_Work required_: Exactly as shown below, retype every line of the data.
Supplied material: Begin
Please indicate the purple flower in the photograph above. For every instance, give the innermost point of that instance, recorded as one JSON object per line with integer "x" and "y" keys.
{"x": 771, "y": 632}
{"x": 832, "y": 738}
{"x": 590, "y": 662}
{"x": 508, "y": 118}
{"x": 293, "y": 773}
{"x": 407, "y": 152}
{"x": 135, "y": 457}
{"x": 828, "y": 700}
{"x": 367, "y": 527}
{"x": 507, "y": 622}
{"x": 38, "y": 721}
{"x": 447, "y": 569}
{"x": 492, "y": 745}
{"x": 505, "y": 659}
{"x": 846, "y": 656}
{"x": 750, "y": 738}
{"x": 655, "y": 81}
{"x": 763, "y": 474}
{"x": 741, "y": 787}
Supplied material: End
_Written solution_:
Please indicate the purple flower in the photograph above. For every instance, give the innermost point of that instance, recorded as one JSON object per line with integer "x" and "y" keys.
{"x": 771, "y": 632}
{"x": 832, "y": 738}
{"x": 590, "y": 662}
{"x": 508, "y": 118}
{"x": 293, "y": 773}
{"x": 407, "y": 152}
{"x": 135, "y": 457}
{"x": 828, "y": 700}
{"x": 367, "y": 527}
{"x": 507, "y": 622}
{"x": 38, "y": 721}
{"x": 447, "y": 569}
{"x": 492, "y": 745}
{"x": 505, "y": 659}
{"x": 846, "y": 656}
{"x": 750, "y": 738}
{"x": 655, "y": 81}
{"x": 763, "y": 474}
{"x": 741, "y": 787}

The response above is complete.